Short problem 1:
Decide whether each statement below, marked (a), (b) and (c), agrees with the text on crime in the West Indies. Answer yes or no for each and quote the deciding words of the text.

(a) Chicago recorded 468 murders in the same year that Jamaica had 1,192.
(b) Belize's murder rate rose between 2012 and 2015.
(c) The Caribbean nations use capital punishment mainly as a deterrent.

Given text:
•••
Furthermore, gun crime, heavily linked to but not exclusive to the drug trade, has dramatically increased to dire proportions. Jamaica, with a population of nearly 3 million, was reported by the Jamaica Observer newspaper to have had 1,192 murders. In contrast, the same paper reported that Chicago, with a population similar to Jamaica, recorded 468 murders in the same year. The Jamaican Governments aim of a rate of 320 murders a year by 2017 seems to be a losing cause. Elsewhere in the West Indies, the statistics are not for pleasant reading. Trinidad and Tobago, with half the population of Jamaica had a rate of 420 murders in 2015, Belize with a population of only 330,000, had a rate of 119 in 2015 (a drop from 145 in 2012). St Kitts and Nevis itself, a small archipelago of only 50,000 people, has seen a shocking rise in the murder rate. The execution of Laplace itself could have been a way of reassuring tourists after the murder of two welsh honeymooners, an act which could have doomed the island economy which is heavily reliant on the tourism industry. But perhaps if LaPlace was executed as a political act, other death row inmates would be more deserving. One is awaiting the gallows for the abduction and gruesome rape and lynching of an 11 year old girl, another is a local gangster for killing a police officer (though, as Jones suggests, he had not been brought to court for more gruesome crimes).
It can therefore be seen that there is a serious issue facing the West Indies that the individual nations that comprise the region are unable to adequately solve on their own. Many of these nations are tourism-based economies, to which one murder of tourists can become a western cause celebre which can ruin a nation’s reputation as a safe holiday spot for years, if not decades. To make matters worse, the people of the region have had enough of the murders, and want to see action. Therefore, the nations of the Caribbean resort to Capital Punishment not much as a deterrent but as a means to appear, as Bannister argues, to look like they are doing something. However, the tide of crime means that Hangings will do nothing to alleviate the crime rate – only increase the body count.
•••
Extracted entries:

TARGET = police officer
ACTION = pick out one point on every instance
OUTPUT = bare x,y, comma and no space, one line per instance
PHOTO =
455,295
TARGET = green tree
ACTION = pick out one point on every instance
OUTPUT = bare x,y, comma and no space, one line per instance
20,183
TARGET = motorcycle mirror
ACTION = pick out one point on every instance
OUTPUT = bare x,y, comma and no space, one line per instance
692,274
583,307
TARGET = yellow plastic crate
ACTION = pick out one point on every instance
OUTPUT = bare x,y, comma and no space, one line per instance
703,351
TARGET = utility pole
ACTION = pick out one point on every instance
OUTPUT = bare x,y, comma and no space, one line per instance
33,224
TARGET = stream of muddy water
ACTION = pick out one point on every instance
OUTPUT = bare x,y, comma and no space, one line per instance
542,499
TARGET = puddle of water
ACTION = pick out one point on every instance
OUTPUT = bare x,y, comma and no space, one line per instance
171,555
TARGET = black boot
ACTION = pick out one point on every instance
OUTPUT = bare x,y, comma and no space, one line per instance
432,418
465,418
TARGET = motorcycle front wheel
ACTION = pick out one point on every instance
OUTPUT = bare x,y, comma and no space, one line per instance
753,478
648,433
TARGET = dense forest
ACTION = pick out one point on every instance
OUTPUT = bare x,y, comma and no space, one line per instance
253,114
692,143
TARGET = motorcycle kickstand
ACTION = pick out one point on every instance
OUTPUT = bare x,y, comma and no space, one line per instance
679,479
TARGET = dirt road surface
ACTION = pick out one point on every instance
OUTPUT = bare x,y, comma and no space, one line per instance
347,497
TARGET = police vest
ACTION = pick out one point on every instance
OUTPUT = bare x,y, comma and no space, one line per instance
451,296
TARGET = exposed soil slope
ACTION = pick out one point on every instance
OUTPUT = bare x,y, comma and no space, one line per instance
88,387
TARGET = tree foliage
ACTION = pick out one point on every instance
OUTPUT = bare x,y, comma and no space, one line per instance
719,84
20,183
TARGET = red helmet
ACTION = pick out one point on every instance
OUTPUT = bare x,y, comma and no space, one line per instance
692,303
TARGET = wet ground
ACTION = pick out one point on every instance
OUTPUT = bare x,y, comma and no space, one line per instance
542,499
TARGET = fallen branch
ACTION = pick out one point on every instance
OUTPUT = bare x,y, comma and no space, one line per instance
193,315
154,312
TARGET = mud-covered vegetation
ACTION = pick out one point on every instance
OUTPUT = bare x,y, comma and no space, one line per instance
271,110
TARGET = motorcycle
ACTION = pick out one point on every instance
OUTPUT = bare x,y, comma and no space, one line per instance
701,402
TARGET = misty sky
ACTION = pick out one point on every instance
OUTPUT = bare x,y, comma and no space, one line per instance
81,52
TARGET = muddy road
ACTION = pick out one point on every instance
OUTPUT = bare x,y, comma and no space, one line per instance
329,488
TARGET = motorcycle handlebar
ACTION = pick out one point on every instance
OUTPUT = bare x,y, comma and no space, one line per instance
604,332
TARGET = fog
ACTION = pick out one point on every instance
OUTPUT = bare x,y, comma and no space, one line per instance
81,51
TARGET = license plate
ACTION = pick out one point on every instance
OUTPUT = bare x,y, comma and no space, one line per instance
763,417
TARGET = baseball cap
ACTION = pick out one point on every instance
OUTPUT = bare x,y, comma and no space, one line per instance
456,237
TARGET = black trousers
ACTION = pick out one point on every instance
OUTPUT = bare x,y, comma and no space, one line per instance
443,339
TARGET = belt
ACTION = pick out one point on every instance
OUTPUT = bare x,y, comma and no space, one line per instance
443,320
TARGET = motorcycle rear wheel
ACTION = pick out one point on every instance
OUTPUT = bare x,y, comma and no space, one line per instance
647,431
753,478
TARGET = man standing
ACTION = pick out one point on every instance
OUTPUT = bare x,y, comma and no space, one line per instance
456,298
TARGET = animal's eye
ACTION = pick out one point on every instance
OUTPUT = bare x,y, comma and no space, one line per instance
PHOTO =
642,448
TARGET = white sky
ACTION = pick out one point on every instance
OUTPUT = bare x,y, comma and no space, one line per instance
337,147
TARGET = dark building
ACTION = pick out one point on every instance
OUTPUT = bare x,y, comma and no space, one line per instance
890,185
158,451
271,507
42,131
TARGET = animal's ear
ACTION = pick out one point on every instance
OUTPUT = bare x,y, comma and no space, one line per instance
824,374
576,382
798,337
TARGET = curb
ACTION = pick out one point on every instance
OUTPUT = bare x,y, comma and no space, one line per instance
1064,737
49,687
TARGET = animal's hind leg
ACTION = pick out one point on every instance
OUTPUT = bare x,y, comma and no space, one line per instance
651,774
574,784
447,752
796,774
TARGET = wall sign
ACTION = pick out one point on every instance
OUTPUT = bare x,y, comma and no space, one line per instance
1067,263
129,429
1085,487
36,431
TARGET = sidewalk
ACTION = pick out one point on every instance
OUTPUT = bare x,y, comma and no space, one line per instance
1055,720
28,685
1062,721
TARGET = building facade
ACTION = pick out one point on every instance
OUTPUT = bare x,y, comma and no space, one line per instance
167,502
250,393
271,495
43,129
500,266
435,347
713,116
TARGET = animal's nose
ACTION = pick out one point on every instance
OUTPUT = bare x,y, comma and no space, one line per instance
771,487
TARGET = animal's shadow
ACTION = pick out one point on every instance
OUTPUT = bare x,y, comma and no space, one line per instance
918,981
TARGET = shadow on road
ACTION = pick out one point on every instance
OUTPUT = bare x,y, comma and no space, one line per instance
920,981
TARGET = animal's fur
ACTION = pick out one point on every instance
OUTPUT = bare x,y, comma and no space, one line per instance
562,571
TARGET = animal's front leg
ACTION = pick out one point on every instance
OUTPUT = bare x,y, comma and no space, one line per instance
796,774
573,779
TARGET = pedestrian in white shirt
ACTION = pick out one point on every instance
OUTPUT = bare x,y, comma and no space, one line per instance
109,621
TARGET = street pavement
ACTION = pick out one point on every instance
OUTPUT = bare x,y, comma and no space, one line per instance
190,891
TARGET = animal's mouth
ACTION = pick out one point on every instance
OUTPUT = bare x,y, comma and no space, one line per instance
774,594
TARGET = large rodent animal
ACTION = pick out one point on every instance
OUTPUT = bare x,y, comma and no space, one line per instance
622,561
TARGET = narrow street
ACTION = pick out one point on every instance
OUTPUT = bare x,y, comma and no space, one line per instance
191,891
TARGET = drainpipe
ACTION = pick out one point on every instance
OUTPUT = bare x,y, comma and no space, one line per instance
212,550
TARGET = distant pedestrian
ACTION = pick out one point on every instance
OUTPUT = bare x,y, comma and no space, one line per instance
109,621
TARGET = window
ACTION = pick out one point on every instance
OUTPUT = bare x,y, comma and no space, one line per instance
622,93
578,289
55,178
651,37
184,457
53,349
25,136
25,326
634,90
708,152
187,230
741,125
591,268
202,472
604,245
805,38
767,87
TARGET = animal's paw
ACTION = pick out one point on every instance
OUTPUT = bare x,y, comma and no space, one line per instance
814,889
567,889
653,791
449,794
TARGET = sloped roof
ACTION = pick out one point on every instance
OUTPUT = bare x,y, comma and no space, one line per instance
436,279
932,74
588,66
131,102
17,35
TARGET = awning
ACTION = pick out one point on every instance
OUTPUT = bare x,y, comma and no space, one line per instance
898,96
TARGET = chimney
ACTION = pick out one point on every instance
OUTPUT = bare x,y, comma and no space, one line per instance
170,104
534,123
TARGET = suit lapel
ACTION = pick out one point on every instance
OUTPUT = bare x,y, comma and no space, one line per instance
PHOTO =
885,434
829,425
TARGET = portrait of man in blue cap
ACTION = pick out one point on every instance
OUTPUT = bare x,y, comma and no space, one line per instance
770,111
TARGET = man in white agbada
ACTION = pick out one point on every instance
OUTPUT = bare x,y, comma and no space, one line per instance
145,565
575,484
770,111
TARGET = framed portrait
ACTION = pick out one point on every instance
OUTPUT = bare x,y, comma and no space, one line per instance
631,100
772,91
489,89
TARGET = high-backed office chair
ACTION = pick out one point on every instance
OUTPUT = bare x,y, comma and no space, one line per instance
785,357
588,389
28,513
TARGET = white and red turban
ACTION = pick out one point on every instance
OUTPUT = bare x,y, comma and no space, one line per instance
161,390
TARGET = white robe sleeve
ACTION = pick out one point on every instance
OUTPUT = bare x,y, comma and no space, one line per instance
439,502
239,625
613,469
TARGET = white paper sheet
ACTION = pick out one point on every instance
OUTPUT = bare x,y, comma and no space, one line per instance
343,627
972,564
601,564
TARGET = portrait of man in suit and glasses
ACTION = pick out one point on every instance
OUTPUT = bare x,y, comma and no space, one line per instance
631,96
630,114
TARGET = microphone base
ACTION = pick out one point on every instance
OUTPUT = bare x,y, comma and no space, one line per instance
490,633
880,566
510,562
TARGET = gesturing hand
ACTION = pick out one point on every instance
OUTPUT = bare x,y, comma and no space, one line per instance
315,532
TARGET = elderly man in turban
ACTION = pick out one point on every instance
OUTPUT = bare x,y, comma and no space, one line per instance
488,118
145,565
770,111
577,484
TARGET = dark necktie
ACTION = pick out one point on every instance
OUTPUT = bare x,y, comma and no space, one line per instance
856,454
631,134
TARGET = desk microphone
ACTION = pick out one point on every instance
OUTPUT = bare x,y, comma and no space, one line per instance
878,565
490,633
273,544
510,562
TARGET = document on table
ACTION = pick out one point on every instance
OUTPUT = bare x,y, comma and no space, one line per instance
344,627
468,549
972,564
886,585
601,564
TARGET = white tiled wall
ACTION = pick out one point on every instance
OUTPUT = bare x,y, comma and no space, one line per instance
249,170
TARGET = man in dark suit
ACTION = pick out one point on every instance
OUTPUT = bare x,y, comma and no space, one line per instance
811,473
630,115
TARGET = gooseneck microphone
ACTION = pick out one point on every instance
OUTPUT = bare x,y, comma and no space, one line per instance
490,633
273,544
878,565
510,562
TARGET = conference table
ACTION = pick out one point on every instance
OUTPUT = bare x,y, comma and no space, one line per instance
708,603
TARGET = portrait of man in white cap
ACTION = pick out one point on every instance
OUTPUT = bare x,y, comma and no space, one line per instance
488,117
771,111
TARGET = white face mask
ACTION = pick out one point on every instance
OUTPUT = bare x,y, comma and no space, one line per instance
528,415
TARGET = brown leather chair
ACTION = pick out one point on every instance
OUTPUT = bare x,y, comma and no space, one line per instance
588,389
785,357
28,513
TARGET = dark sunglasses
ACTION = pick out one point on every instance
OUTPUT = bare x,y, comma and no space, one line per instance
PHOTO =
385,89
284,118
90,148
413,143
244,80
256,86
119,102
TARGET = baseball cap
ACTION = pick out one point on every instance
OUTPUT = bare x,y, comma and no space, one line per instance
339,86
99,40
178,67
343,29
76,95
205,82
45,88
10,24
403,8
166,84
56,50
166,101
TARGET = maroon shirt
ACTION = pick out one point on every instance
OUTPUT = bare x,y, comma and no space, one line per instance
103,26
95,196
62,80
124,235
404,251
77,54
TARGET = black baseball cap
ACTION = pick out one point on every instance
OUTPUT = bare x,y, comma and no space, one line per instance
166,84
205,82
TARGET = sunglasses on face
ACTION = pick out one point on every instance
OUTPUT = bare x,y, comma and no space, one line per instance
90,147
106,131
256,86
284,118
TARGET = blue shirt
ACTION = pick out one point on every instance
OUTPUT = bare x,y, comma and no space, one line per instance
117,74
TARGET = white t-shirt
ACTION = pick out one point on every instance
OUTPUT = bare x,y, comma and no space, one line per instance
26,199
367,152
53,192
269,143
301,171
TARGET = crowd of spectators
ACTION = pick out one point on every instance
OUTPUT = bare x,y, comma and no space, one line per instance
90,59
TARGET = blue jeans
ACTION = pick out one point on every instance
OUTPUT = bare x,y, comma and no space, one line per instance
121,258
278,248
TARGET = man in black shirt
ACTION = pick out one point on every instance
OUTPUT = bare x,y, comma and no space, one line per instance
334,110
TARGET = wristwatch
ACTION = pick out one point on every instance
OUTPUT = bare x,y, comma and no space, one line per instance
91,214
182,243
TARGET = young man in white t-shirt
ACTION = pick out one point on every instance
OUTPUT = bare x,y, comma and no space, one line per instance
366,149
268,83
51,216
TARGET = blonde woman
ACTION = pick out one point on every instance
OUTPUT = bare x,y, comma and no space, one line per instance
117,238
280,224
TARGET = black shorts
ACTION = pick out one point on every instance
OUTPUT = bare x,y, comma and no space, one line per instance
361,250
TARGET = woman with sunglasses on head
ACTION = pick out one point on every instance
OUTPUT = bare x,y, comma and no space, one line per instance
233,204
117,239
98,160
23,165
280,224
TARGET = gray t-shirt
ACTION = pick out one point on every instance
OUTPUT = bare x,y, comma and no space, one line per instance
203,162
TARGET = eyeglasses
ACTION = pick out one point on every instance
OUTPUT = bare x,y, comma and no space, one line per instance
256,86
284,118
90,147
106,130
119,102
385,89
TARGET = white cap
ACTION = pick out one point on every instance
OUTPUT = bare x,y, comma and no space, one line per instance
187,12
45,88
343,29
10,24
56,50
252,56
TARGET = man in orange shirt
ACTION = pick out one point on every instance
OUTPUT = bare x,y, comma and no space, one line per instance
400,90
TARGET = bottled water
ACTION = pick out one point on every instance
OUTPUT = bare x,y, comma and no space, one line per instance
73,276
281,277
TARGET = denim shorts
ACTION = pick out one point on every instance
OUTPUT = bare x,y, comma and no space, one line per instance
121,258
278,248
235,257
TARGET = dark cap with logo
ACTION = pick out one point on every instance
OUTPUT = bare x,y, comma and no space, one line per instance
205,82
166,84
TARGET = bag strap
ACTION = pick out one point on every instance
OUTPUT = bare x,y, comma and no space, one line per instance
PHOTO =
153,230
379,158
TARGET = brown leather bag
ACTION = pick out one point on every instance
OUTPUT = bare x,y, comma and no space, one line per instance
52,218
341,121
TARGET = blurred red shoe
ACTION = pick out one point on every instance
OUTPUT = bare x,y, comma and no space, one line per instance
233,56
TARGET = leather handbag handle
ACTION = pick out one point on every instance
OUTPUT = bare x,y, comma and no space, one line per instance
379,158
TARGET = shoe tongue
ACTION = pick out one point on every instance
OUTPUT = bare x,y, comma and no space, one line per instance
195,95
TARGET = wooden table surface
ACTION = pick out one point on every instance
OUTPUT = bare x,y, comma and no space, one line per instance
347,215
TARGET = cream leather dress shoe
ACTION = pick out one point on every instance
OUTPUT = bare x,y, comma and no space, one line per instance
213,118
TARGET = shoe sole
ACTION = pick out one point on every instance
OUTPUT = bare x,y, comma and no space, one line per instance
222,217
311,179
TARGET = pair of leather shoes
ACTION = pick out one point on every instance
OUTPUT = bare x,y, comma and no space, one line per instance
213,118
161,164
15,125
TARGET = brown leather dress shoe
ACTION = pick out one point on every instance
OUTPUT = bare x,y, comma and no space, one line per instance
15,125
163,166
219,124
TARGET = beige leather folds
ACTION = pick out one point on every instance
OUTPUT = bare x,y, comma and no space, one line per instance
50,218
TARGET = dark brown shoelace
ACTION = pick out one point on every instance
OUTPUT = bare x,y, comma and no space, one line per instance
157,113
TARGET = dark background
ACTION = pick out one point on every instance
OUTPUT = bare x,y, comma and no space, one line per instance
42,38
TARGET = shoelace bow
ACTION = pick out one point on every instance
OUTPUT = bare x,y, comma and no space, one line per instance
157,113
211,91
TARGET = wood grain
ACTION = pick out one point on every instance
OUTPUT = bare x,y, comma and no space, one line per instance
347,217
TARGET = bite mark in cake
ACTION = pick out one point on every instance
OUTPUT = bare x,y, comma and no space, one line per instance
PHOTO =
•••
Short problem 2: Gather every line of the listing that contains the string "microphone", and copy each of those lines in full.

Full solution 1:
(a) Yes: "In contrast, the same paper reported that Chicago, with a population similar to Jamaica, recorded 468 murders in the same year."
(b) No: "Belize with a population of only 330,000, had a rate of 119 in 2015 (a drop from 145 in 2012)"
(c) No: "the nations of the Caribbean resort to Capital Punishment not much as a deterrent but as a means to appear, as Bannister argues, to look like they are doing something"

Full solution 2:
TARGET = microphone base
TARGET = desk microphone
TARGET = gooseneck microphone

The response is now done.